SELECTION

[START]

Catching my breath
Links, recommendations, and an opportunity to work with me.
I turned in the first draft of my book manuscript right after Easter, and after a few weeks of catching my breath and sitting in the sunshine, I’m about to embark on the edit and fact check. Before I do, I’m sending this grab-bag of things that I’ve been meaning to share, highlight, and promote. It also includes a hearty list of recommended reading, the likes of which I haven’t sent in ages. (If you’re just here for the links, scroll to the bottom and enjoy.)
As usual, this newsletter audience continues to amaze me with its grace, generosity, willingness to tolerate nuance. My last piece, A Project Will Save You, is now in my top three posts of all time. (It also brought quite a few new subscribers here — welcome.) I wrote it with people who had recently been laid off from full-time employment in mind, or people who might face that fate soon. But I noticed it also landed as a kind of call-of-arms to my fellow creative freelancers, who in reading it seemed to recognize habits and mindsets they’ve perhaps unknowingly been implementing for years.
No matter what camp you fall into, I think it just feels good to know we’re not alone in our valiant commitment to our shared human-ness. Spend some time in the warm and enlightening comments section if you need further proof of that.
One commenter asked a question that I wished I had addressed more directly in the piece. He asked (I think in good faith) what would be the point of creative careers in the event that everyone loses their laptop jobs? If everyone’s cutting back to survive, who’s going to be paying for the products of our creative labor?

[END]

SET TASK 1
Name the qualities the newsletter excerpt says its audience shows.

DATA SECTION

[START]

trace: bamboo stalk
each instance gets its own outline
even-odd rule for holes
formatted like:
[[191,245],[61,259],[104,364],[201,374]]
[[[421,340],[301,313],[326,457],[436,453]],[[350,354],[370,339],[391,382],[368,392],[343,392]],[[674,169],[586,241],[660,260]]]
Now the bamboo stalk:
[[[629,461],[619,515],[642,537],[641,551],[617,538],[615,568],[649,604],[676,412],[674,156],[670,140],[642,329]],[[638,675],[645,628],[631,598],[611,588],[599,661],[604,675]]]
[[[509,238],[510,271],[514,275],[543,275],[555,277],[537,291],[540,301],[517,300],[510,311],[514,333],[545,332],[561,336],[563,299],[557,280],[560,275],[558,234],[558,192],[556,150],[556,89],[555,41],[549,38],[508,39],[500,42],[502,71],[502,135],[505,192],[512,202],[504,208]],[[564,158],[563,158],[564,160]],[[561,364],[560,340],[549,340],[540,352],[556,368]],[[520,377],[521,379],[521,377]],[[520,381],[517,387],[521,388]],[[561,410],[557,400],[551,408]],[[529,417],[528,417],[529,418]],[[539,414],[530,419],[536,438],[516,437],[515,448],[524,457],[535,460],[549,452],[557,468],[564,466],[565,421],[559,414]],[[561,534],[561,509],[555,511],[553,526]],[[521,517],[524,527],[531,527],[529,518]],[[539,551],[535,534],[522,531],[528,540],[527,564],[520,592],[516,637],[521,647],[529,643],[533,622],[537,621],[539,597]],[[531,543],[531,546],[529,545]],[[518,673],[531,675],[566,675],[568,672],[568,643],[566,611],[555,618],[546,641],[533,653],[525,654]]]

[END]

SET TASK 2
Write out every line of the records as a numbered list, omitting blank lines.

EXPECTED ANSWER 1
grace, generosity, willingness to tolerate nuance

EXPECTED ANSWER 2
1. trace: bamboo stalk
2. each instance gets its own outline
3. even-odd rule for holes
4. formatted like:
5. [[191,245],[61,259],[104,364],[201,374]]
6. [[[421,340],[301,313],[326,457],[436,453]],[[350,354],[370,339],[391,382],[368,392],[343,392]],[[674,169],[586,241],[660,260]]]
7. Now the bamboo stalk:
8. [[[629,461],[619,515],[642,537],[641,551],[617,538],[615,568],[649,604],[676,412],[674,156],[670,140],[642,329]],[[638,675],[645,628],[631,598],[611,588],[599,661],[604,675]]]
9. [[[509,238],[510,271],[514,275],[543,275],[555,277],[537,291],[540,301],[517,300],[510,311],[514,333],[545,332],[561,336],[563,299],[557,280],[560,275],[558,234],[558,192],[556,150],[556,89],[555,41],[549,38],[508,39],[500,42],[502,71],[502,135],[505,192],[512,202],[504,208]],[[564,158],[563,158],[564,160]],[[561,364],[560,340],[549,340],[540,352],[556,368]],[[520,377],[521,379],[521,377]],[[520,381],[517,387],[521,388]],[[561,410],[557,400],[551,408]],[[529,417],[528,417],[529,418]],[[539,414],[530,419],[536,438],[516,437],[515,448],[524,457],[535,460],[549,452],[557,468],[564,466],[565,421],[559,414]],[[561,534],[561,509],[555,511],[553,526]],[[521,517],[524,527],[531,527],[529,518]],[[539,551],[535,534],[522,531],[528,540],[527,564],[520,592],[516,637],[521,647],[529,643],[533,622],[537,621],[539,597]],[[531,543],[531,546],[529,545]],[[518,673],[531,675],[566,675],[568,672],[568,643],[566,611],[555,618],[546,641],[533,653],[525,654]]]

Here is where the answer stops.